[START Data section]

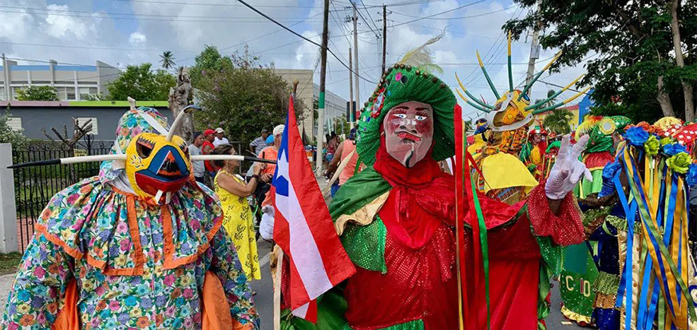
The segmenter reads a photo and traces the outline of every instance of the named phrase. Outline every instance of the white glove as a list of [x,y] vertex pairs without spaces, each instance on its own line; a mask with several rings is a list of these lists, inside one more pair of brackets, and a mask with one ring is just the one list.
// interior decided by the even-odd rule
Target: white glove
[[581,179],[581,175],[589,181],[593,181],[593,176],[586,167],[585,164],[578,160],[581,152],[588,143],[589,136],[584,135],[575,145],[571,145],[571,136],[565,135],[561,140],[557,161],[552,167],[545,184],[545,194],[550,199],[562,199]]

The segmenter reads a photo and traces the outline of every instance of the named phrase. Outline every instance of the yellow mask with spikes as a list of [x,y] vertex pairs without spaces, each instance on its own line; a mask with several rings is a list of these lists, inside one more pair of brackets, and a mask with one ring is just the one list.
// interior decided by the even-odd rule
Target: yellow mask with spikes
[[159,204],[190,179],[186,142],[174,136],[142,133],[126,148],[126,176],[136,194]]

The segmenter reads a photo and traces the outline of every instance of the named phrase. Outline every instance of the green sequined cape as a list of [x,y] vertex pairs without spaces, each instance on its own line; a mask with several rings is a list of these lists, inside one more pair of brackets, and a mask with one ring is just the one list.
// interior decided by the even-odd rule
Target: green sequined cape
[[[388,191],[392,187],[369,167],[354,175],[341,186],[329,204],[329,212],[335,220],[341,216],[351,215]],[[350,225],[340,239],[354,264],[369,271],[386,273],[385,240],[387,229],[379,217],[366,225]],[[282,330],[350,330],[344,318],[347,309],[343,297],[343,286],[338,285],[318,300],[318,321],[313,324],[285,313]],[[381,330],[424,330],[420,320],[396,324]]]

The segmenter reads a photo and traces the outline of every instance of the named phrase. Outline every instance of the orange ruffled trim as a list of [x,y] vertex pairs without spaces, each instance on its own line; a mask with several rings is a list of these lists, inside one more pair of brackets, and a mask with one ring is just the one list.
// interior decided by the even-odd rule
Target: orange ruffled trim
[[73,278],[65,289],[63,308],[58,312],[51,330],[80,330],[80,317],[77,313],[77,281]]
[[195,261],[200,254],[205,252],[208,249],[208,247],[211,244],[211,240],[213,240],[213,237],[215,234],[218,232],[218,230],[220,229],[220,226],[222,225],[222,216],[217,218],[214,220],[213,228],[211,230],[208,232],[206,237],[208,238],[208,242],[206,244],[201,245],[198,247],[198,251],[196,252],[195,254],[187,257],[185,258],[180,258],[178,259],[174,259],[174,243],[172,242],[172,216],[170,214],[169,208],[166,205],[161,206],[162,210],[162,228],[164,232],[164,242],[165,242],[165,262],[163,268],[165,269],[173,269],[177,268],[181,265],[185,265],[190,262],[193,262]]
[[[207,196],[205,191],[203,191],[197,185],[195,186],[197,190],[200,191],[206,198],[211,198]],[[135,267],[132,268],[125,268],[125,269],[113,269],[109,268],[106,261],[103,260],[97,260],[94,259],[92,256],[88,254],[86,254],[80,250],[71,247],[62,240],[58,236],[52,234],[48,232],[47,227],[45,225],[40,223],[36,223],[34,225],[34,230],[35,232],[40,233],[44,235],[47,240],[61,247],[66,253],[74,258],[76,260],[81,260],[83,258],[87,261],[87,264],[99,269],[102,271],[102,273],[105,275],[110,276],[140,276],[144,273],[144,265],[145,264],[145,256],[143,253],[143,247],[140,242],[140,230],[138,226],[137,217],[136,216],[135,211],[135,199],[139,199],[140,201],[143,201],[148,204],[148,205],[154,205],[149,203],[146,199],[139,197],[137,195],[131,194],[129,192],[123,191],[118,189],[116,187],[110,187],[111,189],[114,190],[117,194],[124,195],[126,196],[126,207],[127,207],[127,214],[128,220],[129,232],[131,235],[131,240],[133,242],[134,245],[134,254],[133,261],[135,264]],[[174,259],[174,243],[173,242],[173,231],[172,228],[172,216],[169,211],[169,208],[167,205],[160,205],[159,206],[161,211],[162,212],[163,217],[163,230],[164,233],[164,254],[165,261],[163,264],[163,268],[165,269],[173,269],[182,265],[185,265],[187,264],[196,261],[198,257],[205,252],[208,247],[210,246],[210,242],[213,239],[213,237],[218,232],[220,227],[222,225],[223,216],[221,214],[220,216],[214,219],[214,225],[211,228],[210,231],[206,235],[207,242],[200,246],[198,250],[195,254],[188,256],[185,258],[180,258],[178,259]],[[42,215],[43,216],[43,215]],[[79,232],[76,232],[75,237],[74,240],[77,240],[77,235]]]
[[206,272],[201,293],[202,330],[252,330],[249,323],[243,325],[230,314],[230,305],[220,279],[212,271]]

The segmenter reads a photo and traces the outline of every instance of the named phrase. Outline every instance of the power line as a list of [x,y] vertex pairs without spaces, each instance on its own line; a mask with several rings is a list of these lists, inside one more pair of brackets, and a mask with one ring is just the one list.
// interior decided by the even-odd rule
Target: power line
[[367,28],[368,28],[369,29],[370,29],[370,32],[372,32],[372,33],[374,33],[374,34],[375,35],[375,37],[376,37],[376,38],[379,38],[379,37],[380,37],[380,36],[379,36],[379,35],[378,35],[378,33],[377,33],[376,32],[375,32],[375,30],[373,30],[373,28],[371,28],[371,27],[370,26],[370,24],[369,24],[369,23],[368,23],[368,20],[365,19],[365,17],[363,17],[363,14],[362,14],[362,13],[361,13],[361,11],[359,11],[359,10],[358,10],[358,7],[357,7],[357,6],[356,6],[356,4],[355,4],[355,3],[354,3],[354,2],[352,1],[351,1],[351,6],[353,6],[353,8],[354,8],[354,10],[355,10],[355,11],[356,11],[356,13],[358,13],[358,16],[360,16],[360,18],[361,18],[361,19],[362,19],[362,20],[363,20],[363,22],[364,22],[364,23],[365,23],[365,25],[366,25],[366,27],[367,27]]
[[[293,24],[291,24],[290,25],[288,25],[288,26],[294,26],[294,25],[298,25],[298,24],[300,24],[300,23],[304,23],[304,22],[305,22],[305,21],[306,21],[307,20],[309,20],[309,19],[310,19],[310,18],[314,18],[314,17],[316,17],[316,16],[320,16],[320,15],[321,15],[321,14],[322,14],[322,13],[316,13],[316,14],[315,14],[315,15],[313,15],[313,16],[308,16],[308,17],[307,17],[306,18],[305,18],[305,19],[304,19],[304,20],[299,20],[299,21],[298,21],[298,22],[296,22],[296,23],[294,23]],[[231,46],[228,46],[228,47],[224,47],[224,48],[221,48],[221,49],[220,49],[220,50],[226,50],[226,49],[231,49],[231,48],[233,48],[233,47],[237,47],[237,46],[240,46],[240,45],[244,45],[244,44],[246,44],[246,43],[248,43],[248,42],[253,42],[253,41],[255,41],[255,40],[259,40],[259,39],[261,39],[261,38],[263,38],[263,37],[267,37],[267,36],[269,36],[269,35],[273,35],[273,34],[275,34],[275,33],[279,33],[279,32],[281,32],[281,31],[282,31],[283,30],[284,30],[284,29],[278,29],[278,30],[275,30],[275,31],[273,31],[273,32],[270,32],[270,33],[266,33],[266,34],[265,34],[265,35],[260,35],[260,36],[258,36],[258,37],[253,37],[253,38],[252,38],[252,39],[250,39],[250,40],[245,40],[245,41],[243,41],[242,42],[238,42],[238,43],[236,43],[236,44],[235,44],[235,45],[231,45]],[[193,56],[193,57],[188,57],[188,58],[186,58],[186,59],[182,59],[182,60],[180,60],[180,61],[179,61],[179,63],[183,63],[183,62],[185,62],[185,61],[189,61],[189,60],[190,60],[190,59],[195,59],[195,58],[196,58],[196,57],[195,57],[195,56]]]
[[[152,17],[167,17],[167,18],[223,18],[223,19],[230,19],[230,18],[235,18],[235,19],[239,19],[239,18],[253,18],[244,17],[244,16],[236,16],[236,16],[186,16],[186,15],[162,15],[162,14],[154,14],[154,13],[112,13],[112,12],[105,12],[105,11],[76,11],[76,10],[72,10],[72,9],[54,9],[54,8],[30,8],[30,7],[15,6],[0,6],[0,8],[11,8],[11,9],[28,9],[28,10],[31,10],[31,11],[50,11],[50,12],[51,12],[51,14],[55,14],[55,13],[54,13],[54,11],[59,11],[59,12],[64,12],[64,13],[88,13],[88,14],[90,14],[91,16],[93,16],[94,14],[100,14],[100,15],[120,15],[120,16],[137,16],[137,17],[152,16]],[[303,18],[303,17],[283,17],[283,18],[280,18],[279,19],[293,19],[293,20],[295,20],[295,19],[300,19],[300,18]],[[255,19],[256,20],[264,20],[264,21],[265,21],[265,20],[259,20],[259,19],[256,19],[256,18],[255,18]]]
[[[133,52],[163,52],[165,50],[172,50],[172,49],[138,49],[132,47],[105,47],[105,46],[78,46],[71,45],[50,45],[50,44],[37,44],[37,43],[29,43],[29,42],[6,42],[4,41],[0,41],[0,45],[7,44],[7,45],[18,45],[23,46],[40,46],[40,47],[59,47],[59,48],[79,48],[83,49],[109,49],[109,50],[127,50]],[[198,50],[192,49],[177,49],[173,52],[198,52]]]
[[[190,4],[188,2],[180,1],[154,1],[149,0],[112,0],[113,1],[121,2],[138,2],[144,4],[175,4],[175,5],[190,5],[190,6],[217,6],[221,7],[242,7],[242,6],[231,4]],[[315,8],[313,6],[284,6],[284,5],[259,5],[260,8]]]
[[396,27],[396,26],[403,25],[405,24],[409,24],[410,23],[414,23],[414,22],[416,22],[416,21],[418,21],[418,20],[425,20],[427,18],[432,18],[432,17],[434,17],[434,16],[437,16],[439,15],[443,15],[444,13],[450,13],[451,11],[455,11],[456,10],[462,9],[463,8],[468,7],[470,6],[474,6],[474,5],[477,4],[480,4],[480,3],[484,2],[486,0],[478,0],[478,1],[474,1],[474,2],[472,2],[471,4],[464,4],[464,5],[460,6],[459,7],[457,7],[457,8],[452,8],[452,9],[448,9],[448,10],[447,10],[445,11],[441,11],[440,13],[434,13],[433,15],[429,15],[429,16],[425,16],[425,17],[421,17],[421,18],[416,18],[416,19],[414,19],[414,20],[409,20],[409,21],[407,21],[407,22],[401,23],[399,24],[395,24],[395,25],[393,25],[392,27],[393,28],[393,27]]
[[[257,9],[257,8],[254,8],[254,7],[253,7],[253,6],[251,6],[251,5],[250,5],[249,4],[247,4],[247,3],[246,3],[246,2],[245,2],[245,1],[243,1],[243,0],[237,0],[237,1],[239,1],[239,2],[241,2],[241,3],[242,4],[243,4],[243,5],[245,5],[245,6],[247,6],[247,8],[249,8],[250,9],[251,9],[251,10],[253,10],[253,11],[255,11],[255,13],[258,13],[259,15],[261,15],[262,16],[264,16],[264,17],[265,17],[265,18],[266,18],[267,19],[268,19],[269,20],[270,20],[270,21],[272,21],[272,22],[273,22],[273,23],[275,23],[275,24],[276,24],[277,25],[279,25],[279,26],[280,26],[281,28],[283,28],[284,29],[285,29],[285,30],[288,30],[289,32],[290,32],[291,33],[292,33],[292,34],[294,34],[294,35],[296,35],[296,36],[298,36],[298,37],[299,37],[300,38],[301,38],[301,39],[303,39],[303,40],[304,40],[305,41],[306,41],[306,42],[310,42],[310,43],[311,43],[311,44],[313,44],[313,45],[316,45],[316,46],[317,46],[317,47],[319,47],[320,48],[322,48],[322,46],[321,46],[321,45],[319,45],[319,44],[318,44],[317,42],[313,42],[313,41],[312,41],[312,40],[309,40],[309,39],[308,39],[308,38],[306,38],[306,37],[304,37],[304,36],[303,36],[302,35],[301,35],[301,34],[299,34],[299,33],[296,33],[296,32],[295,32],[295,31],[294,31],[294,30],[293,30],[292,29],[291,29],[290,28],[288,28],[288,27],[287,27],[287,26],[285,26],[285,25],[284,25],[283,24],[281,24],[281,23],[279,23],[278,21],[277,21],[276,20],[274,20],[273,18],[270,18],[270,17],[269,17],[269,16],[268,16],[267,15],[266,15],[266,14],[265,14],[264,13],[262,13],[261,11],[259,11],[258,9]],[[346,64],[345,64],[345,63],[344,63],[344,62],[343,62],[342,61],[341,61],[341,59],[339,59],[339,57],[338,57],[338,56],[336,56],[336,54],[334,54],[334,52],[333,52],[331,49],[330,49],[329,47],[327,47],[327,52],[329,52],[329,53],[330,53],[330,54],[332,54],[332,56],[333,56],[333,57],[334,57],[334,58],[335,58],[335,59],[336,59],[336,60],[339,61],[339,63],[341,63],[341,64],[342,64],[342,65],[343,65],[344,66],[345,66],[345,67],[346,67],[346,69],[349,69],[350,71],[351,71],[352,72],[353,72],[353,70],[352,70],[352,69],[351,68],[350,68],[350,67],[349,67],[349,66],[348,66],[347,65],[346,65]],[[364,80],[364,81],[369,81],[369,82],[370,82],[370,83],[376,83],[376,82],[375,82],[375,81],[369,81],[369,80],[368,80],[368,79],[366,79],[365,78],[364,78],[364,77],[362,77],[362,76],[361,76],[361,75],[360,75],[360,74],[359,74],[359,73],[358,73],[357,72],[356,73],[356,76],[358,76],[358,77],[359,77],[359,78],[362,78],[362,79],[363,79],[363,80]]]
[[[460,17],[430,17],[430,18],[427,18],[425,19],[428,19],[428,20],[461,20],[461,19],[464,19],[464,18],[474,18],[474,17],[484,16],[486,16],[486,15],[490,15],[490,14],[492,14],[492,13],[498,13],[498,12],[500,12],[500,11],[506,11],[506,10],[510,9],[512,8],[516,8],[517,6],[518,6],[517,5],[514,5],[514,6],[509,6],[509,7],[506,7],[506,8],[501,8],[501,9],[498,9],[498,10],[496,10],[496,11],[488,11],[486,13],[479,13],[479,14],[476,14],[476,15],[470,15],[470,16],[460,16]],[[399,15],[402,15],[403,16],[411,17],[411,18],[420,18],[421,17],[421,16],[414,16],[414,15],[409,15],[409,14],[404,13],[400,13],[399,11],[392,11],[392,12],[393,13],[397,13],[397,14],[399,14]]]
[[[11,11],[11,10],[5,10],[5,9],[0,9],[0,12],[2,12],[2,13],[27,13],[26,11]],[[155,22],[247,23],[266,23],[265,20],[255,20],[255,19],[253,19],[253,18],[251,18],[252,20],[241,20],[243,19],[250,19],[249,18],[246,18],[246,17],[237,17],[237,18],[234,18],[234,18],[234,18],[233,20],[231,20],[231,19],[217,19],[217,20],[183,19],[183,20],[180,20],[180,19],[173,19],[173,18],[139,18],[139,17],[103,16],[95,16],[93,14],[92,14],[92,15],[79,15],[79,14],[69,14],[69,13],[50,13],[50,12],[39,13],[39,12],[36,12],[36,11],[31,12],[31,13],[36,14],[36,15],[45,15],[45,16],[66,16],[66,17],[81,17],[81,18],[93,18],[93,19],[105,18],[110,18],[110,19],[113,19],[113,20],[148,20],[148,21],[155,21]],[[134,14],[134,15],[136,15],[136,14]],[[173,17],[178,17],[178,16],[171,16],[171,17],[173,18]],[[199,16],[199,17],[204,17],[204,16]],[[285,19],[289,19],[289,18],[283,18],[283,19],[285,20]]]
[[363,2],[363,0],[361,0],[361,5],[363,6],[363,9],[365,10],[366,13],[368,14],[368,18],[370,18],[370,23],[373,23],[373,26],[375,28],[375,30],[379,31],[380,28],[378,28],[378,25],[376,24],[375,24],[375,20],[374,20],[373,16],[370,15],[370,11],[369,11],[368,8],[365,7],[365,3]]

[END Data section]

## Exercise prompt
Update the lines from the start of the records through the line containing "Target: white glove" by replacing "white glove" with "gray glove" and leaving everything else unchanged. Give only those lines, and leave the picture out.

## Answer in full
The segmenter reads a photo and traces the outline of every instance of the named phrase. Outline every instance of the gray glove as a list of [x,y] vertex pairs without spaces, each instance on its own line; a mask with several rings is a list of these lists, inside one more pair of brackets, and a mask with one ring is just the one list.
// interior decided by the even-odd rule
Target: gray glove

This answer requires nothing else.